Stated problem >>
Copy the listing word for word from its first line through the line with "(1153, 325)", including that line.

Records:
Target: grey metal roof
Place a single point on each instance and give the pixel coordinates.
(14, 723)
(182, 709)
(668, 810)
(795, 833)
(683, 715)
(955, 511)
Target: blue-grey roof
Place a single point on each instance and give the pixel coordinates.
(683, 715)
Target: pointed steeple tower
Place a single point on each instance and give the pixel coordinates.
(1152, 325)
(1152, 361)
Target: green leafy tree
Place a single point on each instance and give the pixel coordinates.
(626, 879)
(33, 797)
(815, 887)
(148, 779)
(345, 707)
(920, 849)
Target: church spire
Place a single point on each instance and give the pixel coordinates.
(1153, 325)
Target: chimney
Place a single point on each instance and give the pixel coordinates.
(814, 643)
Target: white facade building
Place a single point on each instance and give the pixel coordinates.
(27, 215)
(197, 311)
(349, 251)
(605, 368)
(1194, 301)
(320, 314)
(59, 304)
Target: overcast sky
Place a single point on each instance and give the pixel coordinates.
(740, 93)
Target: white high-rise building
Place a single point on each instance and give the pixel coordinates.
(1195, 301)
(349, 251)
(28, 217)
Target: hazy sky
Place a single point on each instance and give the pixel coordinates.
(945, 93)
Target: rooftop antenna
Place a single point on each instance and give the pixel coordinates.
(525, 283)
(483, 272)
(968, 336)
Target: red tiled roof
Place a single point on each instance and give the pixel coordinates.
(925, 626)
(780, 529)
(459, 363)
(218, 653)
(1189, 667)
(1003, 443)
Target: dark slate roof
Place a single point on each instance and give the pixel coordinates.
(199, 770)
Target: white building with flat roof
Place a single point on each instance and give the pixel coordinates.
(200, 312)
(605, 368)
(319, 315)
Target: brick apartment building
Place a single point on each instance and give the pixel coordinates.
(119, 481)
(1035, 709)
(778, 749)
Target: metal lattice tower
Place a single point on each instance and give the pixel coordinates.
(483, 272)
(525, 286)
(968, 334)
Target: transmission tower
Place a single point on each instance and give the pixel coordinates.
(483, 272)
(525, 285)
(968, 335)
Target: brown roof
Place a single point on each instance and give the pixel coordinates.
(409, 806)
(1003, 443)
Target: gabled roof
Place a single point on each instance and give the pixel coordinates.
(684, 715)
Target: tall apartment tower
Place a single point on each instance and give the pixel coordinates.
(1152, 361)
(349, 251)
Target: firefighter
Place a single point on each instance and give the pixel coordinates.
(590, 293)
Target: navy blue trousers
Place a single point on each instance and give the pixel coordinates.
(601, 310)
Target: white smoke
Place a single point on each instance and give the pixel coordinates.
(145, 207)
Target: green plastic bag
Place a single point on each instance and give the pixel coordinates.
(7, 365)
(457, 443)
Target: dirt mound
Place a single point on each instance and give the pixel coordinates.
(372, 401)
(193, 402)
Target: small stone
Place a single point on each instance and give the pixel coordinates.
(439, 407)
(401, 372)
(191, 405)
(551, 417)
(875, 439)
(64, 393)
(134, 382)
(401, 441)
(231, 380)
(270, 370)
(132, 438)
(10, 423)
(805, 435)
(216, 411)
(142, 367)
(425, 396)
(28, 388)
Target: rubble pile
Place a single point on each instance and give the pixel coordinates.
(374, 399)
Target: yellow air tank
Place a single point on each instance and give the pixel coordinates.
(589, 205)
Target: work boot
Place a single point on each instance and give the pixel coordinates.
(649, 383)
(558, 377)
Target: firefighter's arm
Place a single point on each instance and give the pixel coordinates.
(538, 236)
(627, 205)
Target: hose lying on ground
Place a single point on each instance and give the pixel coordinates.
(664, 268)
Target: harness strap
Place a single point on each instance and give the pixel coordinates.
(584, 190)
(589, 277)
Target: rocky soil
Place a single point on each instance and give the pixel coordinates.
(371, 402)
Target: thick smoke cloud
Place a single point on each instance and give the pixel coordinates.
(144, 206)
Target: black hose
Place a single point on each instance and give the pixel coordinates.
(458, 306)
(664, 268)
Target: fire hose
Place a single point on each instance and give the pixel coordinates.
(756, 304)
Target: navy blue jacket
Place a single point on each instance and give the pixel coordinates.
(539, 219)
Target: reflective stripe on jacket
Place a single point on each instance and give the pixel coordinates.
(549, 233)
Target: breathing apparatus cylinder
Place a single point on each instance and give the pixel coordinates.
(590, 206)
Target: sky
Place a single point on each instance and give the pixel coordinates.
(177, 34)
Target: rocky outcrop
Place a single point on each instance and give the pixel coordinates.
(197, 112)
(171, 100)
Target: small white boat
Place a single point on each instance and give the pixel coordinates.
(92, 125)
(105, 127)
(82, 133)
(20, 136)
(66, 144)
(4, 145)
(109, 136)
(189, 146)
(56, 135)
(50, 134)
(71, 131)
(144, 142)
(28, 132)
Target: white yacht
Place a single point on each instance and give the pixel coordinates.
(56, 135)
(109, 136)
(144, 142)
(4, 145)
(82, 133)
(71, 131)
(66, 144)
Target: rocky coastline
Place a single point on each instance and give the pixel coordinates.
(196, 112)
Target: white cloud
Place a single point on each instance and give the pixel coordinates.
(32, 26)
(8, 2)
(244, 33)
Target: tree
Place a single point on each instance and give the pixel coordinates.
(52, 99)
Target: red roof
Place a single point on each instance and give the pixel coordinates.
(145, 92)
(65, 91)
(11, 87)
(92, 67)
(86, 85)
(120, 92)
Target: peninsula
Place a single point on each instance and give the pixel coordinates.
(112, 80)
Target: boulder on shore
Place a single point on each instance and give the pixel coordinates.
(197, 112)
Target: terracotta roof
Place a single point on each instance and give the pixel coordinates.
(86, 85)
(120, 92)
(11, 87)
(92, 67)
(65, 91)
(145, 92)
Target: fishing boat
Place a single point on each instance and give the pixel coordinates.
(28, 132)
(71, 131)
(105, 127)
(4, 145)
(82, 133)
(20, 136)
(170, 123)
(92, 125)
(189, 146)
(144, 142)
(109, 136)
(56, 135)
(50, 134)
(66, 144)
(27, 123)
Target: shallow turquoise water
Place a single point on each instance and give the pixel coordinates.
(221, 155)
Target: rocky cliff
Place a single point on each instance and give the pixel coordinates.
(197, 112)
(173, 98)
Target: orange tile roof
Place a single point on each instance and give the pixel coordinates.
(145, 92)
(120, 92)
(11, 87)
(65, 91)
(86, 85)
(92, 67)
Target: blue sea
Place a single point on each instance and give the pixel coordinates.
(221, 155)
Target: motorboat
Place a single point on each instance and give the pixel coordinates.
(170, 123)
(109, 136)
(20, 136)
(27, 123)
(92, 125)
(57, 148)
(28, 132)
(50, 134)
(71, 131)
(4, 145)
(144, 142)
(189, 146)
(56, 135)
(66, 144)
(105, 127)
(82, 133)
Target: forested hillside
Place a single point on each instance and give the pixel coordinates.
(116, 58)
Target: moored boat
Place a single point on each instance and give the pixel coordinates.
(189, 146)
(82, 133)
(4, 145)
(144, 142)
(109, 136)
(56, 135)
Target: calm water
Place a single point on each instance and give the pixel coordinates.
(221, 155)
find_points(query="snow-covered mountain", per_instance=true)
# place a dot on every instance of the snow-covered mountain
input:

Worked solution >>
Target: grey metal roof
Place a single point on each instance and give the pixel coordinates.
(14, 723)
(182, 709)
(668, 810)
(795, 833)
(683, 715)
(955, 511)
Target: blue-grey roof
Place a single point on each instance and give the pixel coordinates.
(683, 715)
Target: pointed steeple tower
Place a single point on each instance and give the pixel coordinates.
(1152, 325)
(1152, 361)
Target: green leafy tree
Place a single point on each instance and give the pixel coordinates.
(626, 879)
(33, 797)
(815, 887)
(148, 779)
(345, 707)
(920, 849)
Target: church spire
Place a single point on each instance and give the pixel coordinates.
(1153, 325)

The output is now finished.